**WHAT IS NEEDED**
Continue the abstract on engaging Los Angeles birth hospitals for the National Children's Study, starting after its final sentence.

260592 An Innovative Model to Engaging Birth Hospitals in Los Angeles

Wednesday, October 31, 2012

Janice Pettis, MS , Pediatrics, UCLA, Los Angeles, CA
Susan Jackman, RN, MS , Obstetrics and Gynecology, Cedars-Sinai Medical Center, Los Angeles, CA
Dena Herman, PhD, MPH, RD , Department of Community Health Sciences, UCLA School of Public Health, Los Angeles, CA
Calvin Hobel, MD , Obstetrics and Gynecology, Cedars-Sinai Medical Center, Los Angeles, CA
Tabia Richardson, MPH , Pediatrics, UCLA, Los Angeles, CA
Neal Halfon, MD, MPH , Center for Healthier Children, Families, and Communities, University of California, Los Angeles, Los Angeles, CA
Will Nicholas, PhD, MPH , School of Public Health, UCLA, Los Angeles, CA
Background: The National Children's Study (NCS) is the largest study ever to be conducted of children's health and development and proposes to follow 100,000 children nationwide from before birth to adulthood to examine the association of health and the environment. As part of a plan of outreach and engagement all 58 birth hospitals in Los Angeles County will be engaged so collection of data/specimens can occur at the time of birth. Approvals from the hospitals must be obtained before these collections can occur. Using the Plan Do Study Act (PDSA) model of rapid cycle process improvement, we constantly modified our hospital engagement strategies.

Methods: We classified the hospitals by affiliation, birth rates, profit vs nonprofit and type (academic vs community vs system). Initial engagement followed a 3-step strategic plan that included: 1) key hospital personnel meeting 2) obtaining necessary approvals); and 3) development of individual plans for retention of hospital.

Results: After approaching one-half of the hospitals we identified some barriers to engagement that were limiting our efficiency. Using the PDSA model we modified our initial strategy from one blanket strategy to multiple hospital specific strategies.

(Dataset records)

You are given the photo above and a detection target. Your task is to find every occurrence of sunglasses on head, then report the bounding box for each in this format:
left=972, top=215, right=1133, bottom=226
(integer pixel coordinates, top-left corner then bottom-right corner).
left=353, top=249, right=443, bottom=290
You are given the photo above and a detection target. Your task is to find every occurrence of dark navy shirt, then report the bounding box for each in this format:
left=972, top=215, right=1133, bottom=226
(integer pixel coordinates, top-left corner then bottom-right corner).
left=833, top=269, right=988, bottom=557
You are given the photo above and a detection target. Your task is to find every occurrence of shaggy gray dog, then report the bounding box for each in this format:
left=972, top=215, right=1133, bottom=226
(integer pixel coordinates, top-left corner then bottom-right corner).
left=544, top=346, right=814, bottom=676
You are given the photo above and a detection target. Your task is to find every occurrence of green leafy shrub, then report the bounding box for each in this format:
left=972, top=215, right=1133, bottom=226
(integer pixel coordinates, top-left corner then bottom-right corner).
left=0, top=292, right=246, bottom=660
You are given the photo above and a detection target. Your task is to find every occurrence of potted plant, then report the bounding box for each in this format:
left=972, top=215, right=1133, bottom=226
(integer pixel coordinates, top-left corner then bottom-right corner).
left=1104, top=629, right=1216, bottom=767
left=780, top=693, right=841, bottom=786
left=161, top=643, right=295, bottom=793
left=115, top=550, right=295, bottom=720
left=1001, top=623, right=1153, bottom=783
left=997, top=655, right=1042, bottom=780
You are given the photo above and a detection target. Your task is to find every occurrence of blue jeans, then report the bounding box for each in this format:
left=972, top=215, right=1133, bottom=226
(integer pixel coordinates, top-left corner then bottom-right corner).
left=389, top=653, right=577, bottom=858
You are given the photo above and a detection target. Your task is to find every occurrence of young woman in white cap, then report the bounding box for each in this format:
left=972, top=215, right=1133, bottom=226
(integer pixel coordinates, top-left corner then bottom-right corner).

**OUTPUT OF THE TASK**
Conclusion: We found that classifying the birth hospitals and incorporating hospital specific strategies facilitated the process of obtaining the necessary approvals. Lessons learned could be incorporated and used for any community engagement process. Overall strategies can be developed and improved upon using PDSAs but the strategies must be tailored to each individual community in order to successfully engage.

Learning Areas:
Planning of health education strategies, interventions, and programs
Public health or related research

Learning Objectives:
Describe how PDSAs are important to the process of hospital outreach and engagement. List at least three strategies to ensure successful hospital engagement.

Keywords: Women, Community Outreach

Presenting author's disclosure statement:

Qualified on the content I am responsible for because: I am a Co-Director of the National Children's Study and have interacted with the Hospital Outreach and Engagement team and coordinated with their efforts as part of our community outreach efforts.
Any relevant financial relationships? No

I agree to comply with the American Public Health Association Conflict of Interest and Commercial Support Guidelines, and to disclose to the participants any off-label or experimental uses of a commercial product or service discussed in my presentation.